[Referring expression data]
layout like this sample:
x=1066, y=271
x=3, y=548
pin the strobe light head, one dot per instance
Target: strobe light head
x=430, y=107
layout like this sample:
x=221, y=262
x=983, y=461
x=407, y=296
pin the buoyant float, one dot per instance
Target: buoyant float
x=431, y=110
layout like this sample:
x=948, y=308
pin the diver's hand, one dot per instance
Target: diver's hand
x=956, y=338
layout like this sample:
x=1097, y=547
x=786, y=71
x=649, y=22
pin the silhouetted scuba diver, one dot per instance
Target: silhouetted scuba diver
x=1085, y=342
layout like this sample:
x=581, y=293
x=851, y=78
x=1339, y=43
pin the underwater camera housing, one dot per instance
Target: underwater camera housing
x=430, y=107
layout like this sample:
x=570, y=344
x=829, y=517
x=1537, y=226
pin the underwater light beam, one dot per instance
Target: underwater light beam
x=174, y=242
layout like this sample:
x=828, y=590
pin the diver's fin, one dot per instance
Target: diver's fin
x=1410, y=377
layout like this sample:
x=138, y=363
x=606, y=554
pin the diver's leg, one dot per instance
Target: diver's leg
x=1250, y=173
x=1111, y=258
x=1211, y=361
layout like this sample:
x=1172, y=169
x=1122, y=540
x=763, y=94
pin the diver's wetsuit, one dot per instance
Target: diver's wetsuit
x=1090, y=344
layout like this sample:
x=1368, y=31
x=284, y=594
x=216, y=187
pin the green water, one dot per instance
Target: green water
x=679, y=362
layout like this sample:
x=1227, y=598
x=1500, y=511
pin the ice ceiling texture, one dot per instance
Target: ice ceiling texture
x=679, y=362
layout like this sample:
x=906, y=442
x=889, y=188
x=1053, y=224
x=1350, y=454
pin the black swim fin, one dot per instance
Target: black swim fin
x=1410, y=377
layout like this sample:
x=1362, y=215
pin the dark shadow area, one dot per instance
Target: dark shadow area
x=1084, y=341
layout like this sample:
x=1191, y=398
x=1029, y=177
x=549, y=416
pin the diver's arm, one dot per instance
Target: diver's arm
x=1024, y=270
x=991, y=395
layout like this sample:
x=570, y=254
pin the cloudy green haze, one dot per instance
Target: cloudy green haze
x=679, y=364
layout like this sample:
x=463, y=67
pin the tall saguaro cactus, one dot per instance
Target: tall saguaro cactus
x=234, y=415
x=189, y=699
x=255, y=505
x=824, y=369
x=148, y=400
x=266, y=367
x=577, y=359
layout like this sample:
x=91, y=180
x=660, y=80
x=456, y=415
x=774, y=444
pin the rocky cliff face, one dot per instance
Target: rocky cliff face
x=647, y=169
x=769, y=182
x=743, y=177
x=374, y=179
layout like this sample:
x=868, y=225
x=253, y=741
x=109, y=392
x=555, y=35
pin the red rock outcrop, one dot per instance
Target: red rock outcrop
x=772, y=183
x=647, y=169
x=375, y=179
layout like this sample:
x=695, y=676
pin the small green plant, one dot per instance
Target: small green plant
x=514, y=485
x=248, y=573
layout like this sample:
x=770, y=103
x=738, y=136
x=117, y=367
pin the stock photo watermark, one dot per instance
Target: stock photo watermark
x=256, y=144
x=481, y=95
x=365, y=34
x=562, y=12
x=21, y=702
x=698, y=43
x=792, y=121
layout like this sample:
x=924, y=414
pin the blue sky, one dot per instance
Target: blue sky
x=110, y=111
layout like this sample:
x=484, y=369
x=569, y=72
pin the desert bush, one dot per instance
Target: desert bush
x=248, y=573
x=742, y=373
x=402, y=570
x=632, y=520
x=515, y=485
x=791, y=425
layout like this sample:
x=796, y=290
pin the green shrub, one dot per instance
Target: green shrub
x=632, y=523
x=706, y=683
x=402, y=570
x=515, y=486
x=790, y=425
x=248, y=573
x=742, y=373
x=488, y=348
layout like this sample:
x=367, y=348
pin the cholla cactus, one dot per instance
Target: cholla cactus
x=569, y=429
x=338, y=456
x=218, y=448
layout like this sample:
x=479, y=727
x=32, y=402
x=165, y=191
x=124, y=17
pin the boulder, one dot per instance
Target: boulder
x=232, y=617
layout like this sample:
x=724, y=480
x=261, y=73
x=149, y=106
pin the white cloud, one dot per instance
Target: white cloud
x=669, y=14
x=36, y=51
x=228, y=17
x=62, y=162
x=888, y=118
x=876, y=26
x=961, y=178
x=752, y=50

WORK TO COMPLETE: The lines to extract from the data above begin with the line containing "x=1227, y=598" and end with the line containing "pin the green shrub, one dot per instance". Extract them exactly, including both.

SOLUTION BELOW:
x=1227, y=598
x=1500, y=511
pin the ice ceiling texture, one dot per instance
Target: ice ceiling texture
x=679, y=362
layout like this sample:
x=906, y=442
x=889, y=188
x=1053, y=224
x=1350, y=454
pin the black swim fin, one dot per instance
Target: black swim fin
x=1410, y=377
layout like this sample:
x=1362, y=215
pin the dark shadow area, one dot per instance
Target: dark shadow area
x=1084, y=341
layout like this sample:
x=1191, y=398
x=1029, y=177
x=549, y=416
pin the diver's arm, one dot per instance
Target: diver's arm
x=1024, y=270
x=991, y=395
layout like this sample:
x=570, y=254
pin the cloudy green haze, one dot per instance
Target: cloudy green haze
x=679, y=364
layout like this sample:
x=463, y=67
pin the tall saguaro cactus, one dot per instance
Target: tall saguaro cactus
x=234, y=415
x=189, y=699
x=255, y=505
x=824, y=369
x=148, y=400
x=266, y=367
x=577, y=359
layout like this sample:
x=91, y=180
x=660, y=80
x=456, y=415
x=774, y=444
pin the rocky cliff face, one dot per instance
Target: rocky cliff face
x=647, y=169
x=769, y=182
x=743, y=177
x=374, y=179
layout like this sample:
x=868, y=225
x=253, y=741
x=109, y=392
x=555, y=35
pin the red rock outcrop, one dot per instance
Target: red rock outcrop
x=772, y=183
x=647, y=169
x=375, y=179
layout like this sample:
x=695, y=676
pin the small green plant, one dot per instance
Target: small green plant
x=514, y=485
x=248, y=573
layout like this sample:
x=770, y=103
x=738, y=136
x=117, y=367
pin the stock photo watermark, one dot per instance
Target: stock photo watermark
x=256, y=144
x=481, y=95
x=365, y=34
x=562, y=12
x=21, y=702
x=698, y=43
x=792, y=121
layout like this sample:
x=924, y=414
pin the blue sky, one dot per instance
Target: blue sky
x=110, y=111
layout like this sample:
x=484, y=369
x=569, y=72
pin the desert bush, one dot per instance
Target: desert bush
x=248, y=573
x=742, y=373
x=402, y=570
x=632, y=520
x=515, y=485
x=791, y=425
layout like this sample:
x=796, y=290
pin the green shrub, one dot per instance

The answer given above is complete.